Start of SUPPLIED DATA

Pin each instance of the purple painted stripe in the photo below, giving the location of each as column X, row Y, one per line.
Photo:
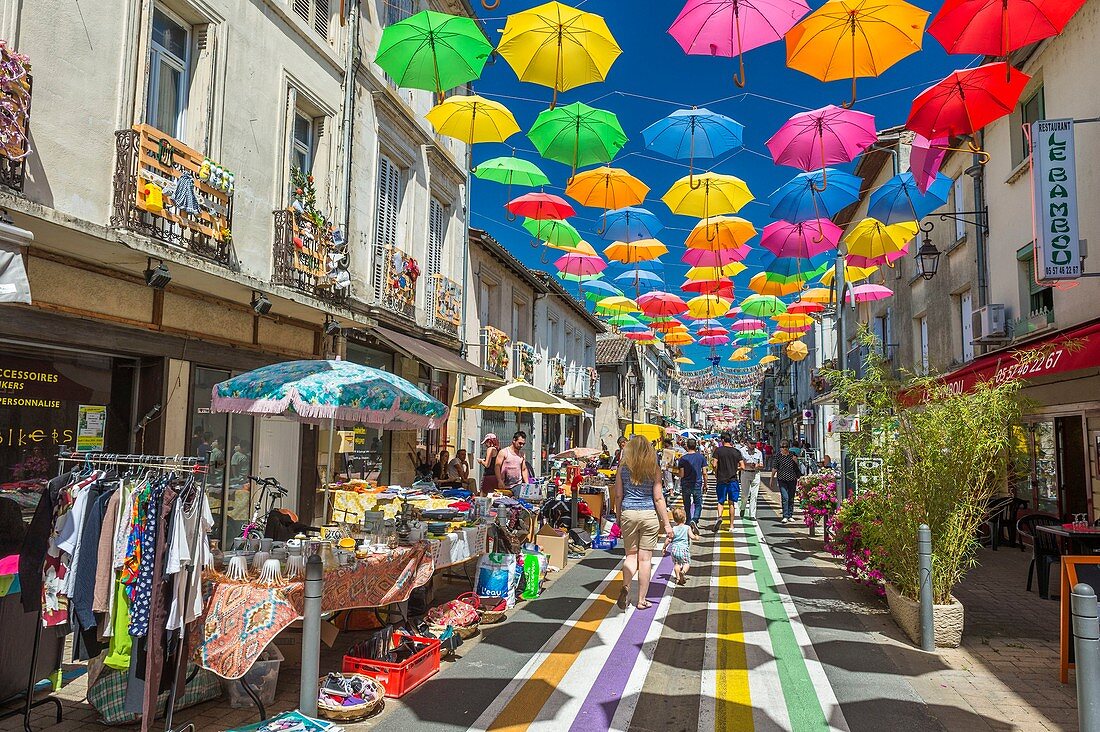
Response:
column 598, row 708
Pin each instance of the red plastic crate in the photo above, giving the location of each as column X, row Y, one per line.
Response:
column 398, row 679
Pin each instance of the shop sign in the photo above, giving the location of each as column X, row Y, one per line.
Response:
column 1055, row 175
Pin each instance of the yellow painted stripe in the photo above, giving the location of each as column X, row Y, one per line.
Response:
column 734, row 708
column 525, row 707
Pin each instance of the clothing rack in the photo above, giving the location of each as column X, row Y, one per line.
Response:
column 194, row 466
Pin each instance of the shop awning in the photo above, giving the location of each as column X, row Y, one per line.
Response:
column 1069, row 350
column 437, row 357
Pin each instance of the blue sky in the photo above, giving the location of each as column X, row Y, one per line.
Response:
column 652, row 78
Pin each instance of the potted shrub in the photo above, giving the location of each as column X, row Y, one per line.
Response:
column 944, row 455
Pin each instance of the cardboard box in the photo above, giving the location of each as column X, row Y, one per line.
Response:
column 554, row 545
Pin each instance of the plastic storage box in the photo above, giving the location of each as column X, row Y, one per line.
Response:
column 398, row 679
column 263, row 677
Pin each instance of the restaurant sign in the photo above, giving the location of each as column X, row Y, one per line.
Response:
column 1055, row 174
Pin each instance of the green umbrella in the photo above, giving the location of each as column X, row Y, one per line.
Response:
column 557, row 233
column 512, row 171
column 578, row 134
column 433, row 51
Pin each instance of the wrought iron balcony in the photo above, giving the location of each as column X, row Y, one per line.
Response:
column 172, row 193
column 444, row 304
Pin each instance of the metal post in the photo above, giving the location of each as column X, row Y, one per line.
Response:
column 1082, row 607
column 311, row 636
column 924, row 555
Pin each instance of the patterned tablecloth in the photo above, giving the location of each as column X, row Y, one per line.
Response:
column 242, row 619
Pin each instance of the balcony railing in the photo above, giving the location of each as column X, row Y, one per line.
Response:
column 496, row 351
column 171, row 193
column 14, row 117
column 444, row 304
column 400, row 273
column 524, row 359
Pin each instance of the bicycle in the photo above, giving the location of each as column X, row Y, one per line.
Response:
column 256, row 527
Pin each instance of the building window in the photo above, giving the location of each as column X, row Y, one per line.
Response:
column 1031, row 109
column 317, row 13
column 168, row 73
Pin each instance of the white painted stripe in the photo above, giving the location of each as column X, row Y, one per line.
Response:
column 532, row 664
column 821, row 683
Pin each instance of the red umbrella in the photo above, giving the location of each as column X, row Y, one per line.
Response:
column 540, row 206
column 996, row 28
column 967, row 100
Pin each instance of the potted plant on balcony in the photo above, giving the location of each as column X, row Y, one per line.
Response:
column 944, row 455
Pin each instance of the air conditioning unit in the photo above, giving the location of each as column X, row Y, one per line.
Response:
column 988, row 323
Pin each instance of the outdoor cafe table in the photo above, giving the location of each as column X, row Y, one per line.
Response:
column 242, row 619
column 1075, row 541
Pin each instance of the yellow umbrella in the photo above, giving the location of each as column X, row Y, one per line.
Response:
column 721, row 232
column 871, row 238
column 607, row 188
column 558, row 46
column 520, row 396
column 706, row 195
column 851, row 39
column 796, row 350
column 761, row 284
column 636, row 251
column 850, row 274
column 707, row 306
column 472, row 119
column 730, row 270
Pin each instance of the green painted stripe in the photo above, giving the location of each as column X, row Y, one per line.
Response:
column 802, row 702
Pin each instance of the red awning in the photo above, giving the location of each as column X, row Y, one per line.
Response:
column 1070, row 350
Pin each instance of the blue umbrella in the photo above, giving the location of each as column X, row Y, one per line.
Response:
column 801, row 198
column 693, row 133
column 630, row 224
column 899, row 199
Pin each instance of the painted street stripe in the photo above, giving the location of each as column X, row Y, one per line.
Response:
column 597, row 711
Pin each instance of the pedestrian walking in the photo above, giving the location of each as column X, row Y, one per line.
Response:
column 728, row 462
column 679, row 546
column 692, row 469
column 639, row 504
column 788, row 472
column 750, row 481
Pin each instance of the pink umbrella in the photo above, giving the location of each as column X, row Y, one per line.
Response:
column 924, row 160
column 870, row 293
column 716, row 258
column 657, row 303
column 812, row 140
column 580, row 265
column 727, row 28
column 802, row 240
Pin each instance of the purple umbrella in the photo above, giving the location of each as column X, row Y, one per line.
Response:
column 801, row 240
column 728, row 28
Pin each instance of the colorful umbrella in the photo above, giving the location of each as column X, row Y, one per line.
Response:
column 323, row 391
column 691, row 133
column 854, row 39
column 804, row 196
column 725, row 28
column 997, row 28
column 432, row 51
column 630, row 224
column 967, row 100
column 721, row 232
column 472, row 119
column 558, row 46
column 540, row 206
column 899, row 199
column 801, row 240
column 578, row 134
column 710, row 194
column 821, row 137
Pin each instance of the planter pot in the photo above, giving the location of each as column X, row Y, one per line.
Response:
column 946, row 620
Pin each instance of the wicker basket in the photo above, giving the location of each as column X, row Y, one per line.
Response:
column 359, row 711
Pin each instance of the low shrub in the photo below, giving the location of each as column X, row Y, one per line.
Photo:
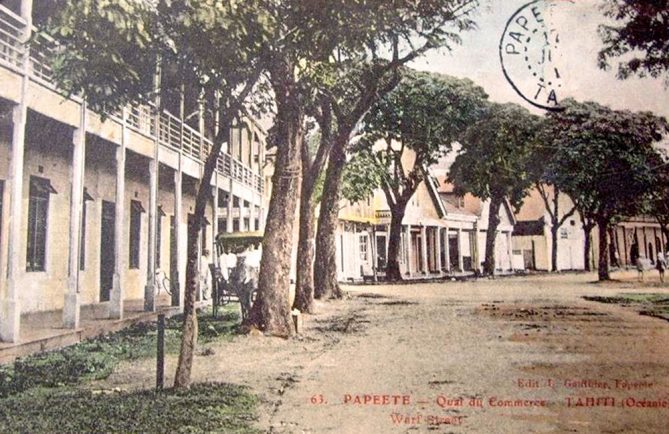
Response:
column 202, row 408
column 96, row 358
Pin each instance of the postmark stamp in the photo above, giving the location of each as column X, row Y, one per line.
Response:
column 529, row 52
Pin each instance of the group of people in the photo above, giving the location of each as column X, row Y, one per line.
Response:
column 660, row 266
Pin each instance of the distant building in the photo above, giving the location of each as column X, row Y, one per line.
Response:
column 442, row 235
column 629, row 239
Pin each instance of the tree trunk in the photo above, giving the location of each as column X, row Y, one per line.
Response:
column 554, row 237
column 587, row 230
column 304, row 289
column 325, row 271
column 603, row 269
column 393, row 273
column 189, row 327
column 491, row 235
column 271, row 310
column 311, row 170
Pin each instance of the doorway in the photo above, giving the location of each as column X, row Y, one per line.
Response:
column 107, row 253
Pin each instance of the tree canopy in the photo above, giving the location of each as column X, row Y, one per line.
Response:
column 639, row 38
column 496, row 162
column 497, row 154
column 404, row 133
column 605, row 160
column 426, row 113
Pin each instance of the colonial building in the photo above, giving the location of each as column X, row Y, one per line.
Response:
column 92, row 206
column 442, row 235
column 632, row 238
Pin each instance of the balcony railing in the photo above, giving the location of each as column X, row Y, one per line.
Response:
column 172, row 132
column 382, row 214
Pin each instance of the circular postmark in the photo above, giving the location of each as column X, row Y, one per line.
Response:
column 530, row 56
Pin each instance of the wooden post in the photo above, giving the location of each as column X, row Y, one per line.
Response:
column 160, row 353
column 71, row 306
column 118, row 288
column 154, row 167
column 10, row 308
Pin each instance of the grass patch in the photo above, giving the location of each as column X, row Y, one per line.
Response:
column 96, row 358
column 651, row 304
column 202, row 408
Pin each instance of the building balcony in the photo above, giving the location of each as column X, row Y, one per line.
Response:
column 170, row 131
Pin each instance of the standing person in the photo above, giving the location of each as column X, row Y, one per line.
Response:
column 205, row 276
column 639, row 268
column 661, row 265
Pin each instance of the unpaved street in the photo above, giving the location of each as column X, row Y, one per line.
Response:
column 509, row 355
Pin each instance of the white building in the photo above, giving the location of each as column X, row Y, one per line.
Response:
column 91, row 208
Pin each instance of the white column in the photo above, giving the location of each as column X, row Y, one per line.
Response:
column 438, row 244
column 423, row 246
column 118, row 287
column 229, row 221
column 178, row 292
column 154, row 168
column 252, row 217
column 509, row 249
column 214, row 223
column 10, row 309
column 409, row 251
column 71, row 307
column 461, row 262
column 447, row 251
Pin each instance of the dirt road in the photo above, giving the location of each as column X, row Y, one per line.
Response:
column 509, row 355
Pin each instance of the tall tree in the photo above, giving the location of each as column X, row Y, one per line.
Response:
column 640, row 37
column 402, row 31
column 407, row 131
column 314, row 157
column 606, row 162
column 496, row 162
column 550, row 195
column 113, row 51
column 658, row 204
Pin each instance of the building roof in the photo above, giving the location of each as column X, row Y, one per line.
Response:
column 529, row 227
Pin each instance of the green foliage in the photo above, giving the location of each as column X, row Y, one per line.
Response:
column 113, row 48
column 361, row 177
column 604, row 159
column 640, row 37
column 498, row 154
column 426, row 113
column 96, row 358
column 658, row 200
column 201, row 408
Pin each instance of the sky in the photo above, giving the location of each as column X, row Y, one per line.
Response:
column 576, row 24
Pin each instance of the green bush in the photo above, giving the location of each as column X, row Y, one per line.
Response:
column 68, row 366
column 202, row 408
column 96, row 358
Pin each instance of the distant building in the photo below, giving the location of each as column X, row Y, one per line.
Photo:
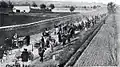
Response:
column 39, row 10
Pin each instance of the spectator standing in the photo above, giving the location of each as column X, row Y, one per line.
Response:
column 27, row 40
column 25, row 57
column 15, row 40
column 41, row 53
column 1, row 54
column 42, row 42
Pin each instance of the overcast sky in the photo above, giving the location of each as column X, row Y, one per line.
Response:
column 98, row 1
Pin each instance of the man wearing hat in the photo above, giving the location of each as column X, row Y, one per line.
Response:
column 25, row 57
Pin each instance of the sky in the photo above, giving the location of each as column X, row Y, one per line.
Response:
column 98, row 1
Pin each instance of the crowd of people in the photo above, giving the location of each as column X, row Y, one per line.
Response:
column 64, row 32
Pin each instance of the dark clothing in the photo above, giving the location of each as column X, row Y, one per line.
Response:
column 71, row 31
column 47, row 43
column 1, row 53
column 25, row 56
column 59, row 37
column 27, row 39
column 42, row 42
column 41, row 53
column 8, row 42
column 64, row 39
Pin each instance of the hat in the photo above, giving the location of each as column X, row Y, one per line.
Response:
column 25, row 49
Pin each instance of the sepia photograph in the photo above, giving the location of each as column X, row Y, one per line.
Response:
column 59, row 33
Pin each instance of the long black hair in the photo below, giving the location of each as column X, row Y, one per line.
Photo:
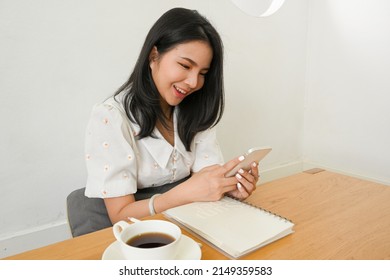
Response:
column 197, row 112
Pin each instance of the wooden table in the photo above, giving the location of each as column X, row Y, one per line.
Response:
column 335, row 216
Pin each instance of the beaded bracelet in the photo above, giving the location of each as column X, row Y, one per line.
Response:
column 151, row 204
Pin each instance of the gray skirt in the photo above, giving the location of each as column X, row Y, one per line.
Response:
column 86, row 215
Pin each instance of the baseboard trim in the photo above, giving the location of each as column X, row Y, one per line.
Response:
column 281, row 171
column 51, row 233
column 309, row 165
column 12, row 244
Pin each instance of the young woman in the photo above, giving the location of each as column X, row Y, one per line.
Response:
column 153, row 145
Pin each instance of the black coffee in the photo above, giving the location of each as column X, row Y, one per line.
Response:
column 150, row 240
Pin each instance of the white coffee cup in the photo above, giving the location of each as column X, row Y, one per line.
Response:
column 124, row 232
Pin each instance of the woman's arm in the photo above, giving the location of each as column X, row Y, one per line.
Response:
column 209, row 184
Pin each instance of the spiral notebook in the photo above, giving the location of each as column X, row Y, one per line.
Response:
column 234, row 227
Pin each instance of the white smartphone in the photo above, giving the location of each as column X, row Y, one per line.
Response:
column 252, row 155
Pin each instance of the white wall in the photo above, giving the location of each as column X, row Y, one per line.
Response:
column 347, row 117
column 58, row 58
column 319, row 101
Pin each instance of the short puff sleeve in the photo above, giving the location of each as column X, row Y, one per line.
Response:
column 110, row 157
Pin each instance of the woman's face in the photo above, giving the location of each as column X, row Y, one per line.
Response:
column 180, row 71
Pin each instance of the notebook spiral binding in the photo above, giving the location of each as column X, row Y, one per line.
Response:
column 258, row 207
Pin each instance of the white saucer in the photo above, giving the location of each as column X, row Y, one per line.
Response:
column 188, row 250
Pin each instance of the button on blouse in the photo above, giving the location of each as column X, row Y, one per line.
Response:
column 118, row 164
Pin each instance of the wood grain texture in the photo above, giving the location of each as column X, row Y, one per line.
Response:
column 335, row 217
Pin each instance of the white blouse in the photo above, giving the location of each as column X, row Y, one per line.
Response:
column 118, row 164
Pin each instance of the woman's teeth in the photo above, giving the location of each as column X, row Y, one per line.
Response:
column 180, row 90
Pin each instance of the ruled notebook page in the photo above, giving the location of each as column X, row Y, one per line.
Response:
column 235, row 227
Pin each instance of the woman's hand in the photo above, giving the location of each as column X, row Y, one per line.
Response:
column 210, row 183
column 247, row 181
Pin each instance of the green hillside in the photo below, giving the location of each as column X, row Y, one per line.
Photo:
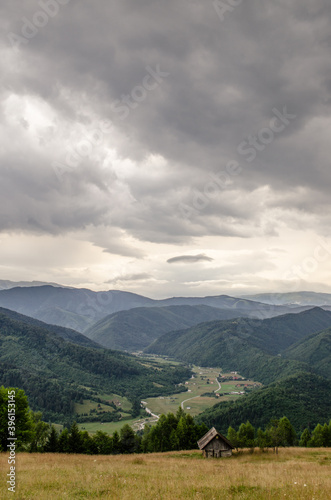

End of SUPPLIED DATA

* **THE TASK**
Given the records above, reproduce precisely and only the lines between the line holding "Pin each instance of the wrought" and the line holding "Pin each instance of the patterned", inclusive.

* **FINAL ANSWER**
Pin each instance of the wrought iron balcony in the photo above, giving the location of each as column X, row Y, one per line.
Response:
column 172, row 193
column 444, row 304
Pin each instance of the metal post in the photo above, giving the location of each as column X, row Y, one per line.
Response:
column 1082, row 607
column 311, row 636
column 924, row 555
Pin each instance of the patterned tablecloth in the photo above, giving the location of each as column X, row Y, one per line.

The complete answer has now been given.